Vive na casa da mãe, no bairro da Monte Bela, no Porto. E, por isso, não é considerada monoparental - só o seria se fosse o único adulto na casa. Não tendo, por isso, direito a majoração no abono de família. As contas são simples de fazer. Entre subsídio de desemprego e abono do mais velho (o processo de Diego ainda corre por razões de guarda parental), não chega aos 250 euros. A que soma a ajuda do pai, sem trabalho fixo.
"Isto veio estragar tudo". A pandemia. "Não chega para tudo". Deitou mãos à Internet e foi procurar ajuda para comer. "Eu não tenho vergonha de pedir ajuda", diz a mãe, 58 anos, anos de vida madrasta. Bateu à porta da Legião da Boa Vontade. E agradece à "dra." Chega-lhe sustento, "e tendo alimentos o resto vem por acréscimo, e a minha mãe também ajuda", conta Elisabete.
Alimentos que, como todos os anos, em quase todas as escolas, se pedem para os mais desfavorecidos. E, nesse dia, Rodrigo, o mais velho, nove anos, chorou. "Tinha chorado porque não tinha levado a saca. Mas fui levar à escola uma lata de atum, uma lata de ervilhas". Das lágrimas de um "menino muito reservado, tranquilo e carinhoso".
O Natal está lá. Com árvore. E luzes. E prendas. "O Rodrigo sabe que foi a dra. que deu as prendas". E o que queria o Rodrigo? (Ri-se) "Quer uma Nintendo. Mas sabe que tem que esperar". E percebida a história da Nintendo, voltas ao ventre. E, de repente, naquela casa, todos choram enquanto o Diego se entregou aos sonhos.

## O que se pede
Transcreva na íntegra, sem qualquer alteração, o texto sobre a família de Elisabete no Porto. Baseie-se unicamente no texto.

## Registos fornecidos
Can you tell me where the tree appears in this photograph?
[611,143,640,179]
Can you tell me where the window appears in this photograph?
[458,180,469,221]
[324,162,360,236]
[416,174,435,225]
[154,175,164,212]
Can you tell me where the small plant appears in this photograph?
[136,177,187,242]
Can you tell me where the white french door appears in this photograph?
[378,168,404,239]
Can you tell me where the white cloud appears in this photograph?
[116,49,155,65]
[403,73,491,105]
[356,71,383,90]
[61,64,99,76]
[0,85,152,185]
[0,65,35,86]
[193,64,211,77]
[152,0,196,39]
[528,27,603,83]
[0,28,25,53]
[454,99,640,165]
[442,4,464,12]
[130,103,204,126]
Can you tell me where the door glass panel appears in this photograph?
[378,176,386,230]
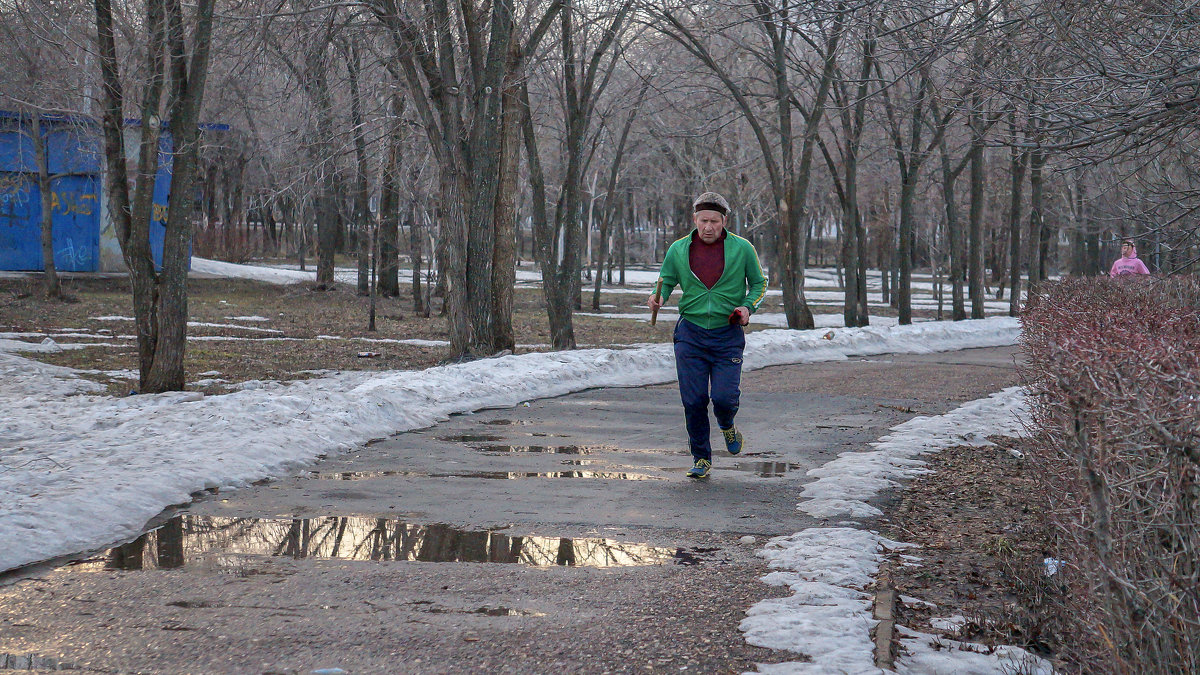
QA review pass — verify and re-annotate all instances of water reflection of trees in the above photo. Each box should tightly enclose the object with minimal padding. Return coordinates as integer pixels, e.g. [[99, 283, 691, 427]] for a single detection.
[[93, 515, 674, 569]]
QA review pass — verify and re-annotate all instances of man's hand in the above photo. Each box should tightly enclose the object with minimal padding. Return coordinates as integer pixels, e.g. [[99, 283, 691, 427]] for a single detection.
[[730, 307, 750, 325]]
---
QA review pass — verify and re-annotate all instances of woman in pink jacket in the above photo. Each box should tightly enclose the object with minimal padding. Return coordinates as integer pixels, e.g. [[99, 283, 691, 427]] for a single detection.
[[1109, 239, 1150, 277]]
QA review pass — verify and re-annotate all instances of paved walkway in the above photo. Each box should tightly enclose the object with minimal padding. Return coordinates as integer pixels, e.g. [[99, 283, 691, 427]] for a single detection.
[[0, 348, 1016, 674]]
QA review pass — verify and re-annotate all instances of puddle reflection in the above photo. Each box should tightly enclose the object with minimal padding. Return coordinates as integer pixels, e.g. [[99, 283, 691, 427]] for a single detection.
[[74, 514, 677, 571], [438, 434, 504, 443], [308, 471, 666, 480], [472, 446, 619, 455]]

## A sua resposta
Vive na casa da mãe, no bairro da Monte Bela, no Porto. E, por isso, não é considerada monoparental - só o seria se fosse o único adulto na casa. Não tendo, por isso, direito a majoração no abono de família. As contas são simples de fazer. Entre subsídio de desemprego e abono do mais velho (o processo de Diego ainda corre por razões de guarda parental), não chega aos 250 euros. A que soma a ajuda do pai, sem trabalho fixo.
"Isto veio estragar tudo". A pandemia. "Não chega para tudo". Deitou mãos à Internet e foi procurar ajuda para comer. "Eu não tenho vergonha de pedir ajuda", diz a mãe, 58 anos, anos de vida madrasta. Bateu à porta da Legião da Boa Vontade. E agradece à "dra." Chega-lhe sustento, "e tendo alimentos o resto vem por acréscimo, e a minha mãe também ajuda", conta Elisabete.
Alimentos que, como todos os anos, em quase todas as escolas, se pedem para os mais desfavorecidos. E, nesse dia, Rodrigo, o mais velho, nove anos, chorou. "Tinha chorado porque não tinha levado a saca. Mas fui levar à escola uma lata de atum, uma lata de ervilhas". Das lágrimas de um "menino muito reservado, tranquilo e carinhoso".
O Natal está lá. Com árvore. E luzes. E prendas. "O Rodrigo sabe que foi a dra. que deu as prendas". E o que queria o Rodrigo? (Ri-se) "Quer uma Nintendo. Mas sabe que tem que esperar". E percebida a história da Nintendo, voltas ao ventre. E, de repente, naquela casa, todos choram enquanto o Diego se entregou aos sonhos.